> [Tasks]:
a - Could you write out, word for word, the part of the shrimp-tank forum thread below starting with "What happens now." and going on through "nervous without fish."?
b - Can you continue the forum thread about the tiny white critters in the shrimp tank, picking up from the point where it stops?

> [Provided text]:

%%

# Help something is in the water



## RolyMo (20 Sep 2013)

Not sure where to post this, so I thought I would post it here. 

I have just noticed these critters in the tank. No not the shrimp. 






I would post a video but not sure how. 

There are very small white things jumping around the tank substrate. 

Any idea what they are? Are they harmful? Are they going to harm my new investment of posh CRS shrimp. 

Thanks in advance
Roly


----------



## Michael W (20 Sep 2013)

Could be cyclops, they won't harm your shrimps if they are, here is a link, see if you can match the critter to anything on there. What is that bug in my Aquarium? .:. Various small creatures that can inhabit a Freshwater Invertebrate Aquarium Pretty good site of shrimp information too!


----------



## RolyMo (20 Sep 2013)

Video link


----------



## Michael W (20 Sep 2013)

Yep pretty sure they're cyclops.


----------



## RolyMo (20 Sep 2013)

Thanks Michael
Slight panic. 
Thanks for the reassurance. 
What happens now. 
I have no fish in there to eat them?
Do they just die? 
Thanks in advance
Roly


----------



## Michael W (20 Sep 2013)

They won't harm your shrimps so you really don't have to worry too much about them, only if you don't like the looks of them. If anything the fact that they're there means that you have a pretty good environment in the tank in my opinion. Although they will eat the cyclops, I wouldn't add fish as I find shrimps are less nervous without fish.

P.s I guess one way to help reduce the numbers and perhaps getting rid of them totally is to remove leftover food and keep the substrate clean. Treat them as you would treat snail outbreaks.


----------



## RolyMo (21 Sep 2013)

%%

> [Material]:
%%

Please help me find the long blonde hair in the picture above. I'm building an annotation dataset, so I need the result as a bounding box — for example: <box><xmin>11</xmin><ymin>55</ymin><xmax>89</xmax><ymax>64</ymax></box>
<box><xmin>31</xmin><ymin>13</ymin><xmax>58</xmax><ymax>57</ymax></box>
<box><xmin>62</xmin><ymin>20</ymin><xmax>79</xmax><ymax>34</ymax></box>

%%

> [Task answers]:
a -
What happens now. 
I have no fish in there to eat them?
Do they just die? 
Thanks in advance
Roly


----------



## Michael W (20 Sep 2013)

They won't harm your shrimps so you really don't have to worry too much about them, only if you don't like the looks of them. If anything the fact that they're there means that you have a pretty good environment in the tank in my opinion. Although they will eat the cyclops, I wouldn't add fish as I find shrimps are less nervous without fish.

b -
Ok thanks Michael
So when I get snail outbreaks in my other tank it is due to over feeding and I reduce the food to the fish over a week and that slows the snails down if not eradicating them. 

Feel much better thank you.
I was just admiring the new purchase when I saw other critters in there and panicked for the safety of the shrimp.

I dread to think how nail biting it must be to own the top end shrimp at over £100/ shrimp. Jeez. 
R


----------



## callmephathead (21 Sep 2013)

Michael W said:


> Could be cyclops, they won't harm your shrimps if they are, here is a link, see if you can match the critter to anything on there. What is that bug in my Aquarium? .:. Various small creatures that can inhabit a Freshwater Invertebrate Aquarium Pretty good site of shrimp information too!



Interesting little link! 
Thanks for that.


----------



## Martin in Holland (21 Sep 2013)

I use to have those little critters in my shrimp tank too. I got writ of them by putting a few Endler guppies in the tank for a while.


----------



## Yo-han (23 Sep 2013)

The shrimp will eat the cyclops as well when hungry. So I think they'll disappear on their own.


----------



## RolyMo (23 Sep 2013)

Hi Yo-han. Great news. Thanks for allaying my fears. Always learning in this hobby.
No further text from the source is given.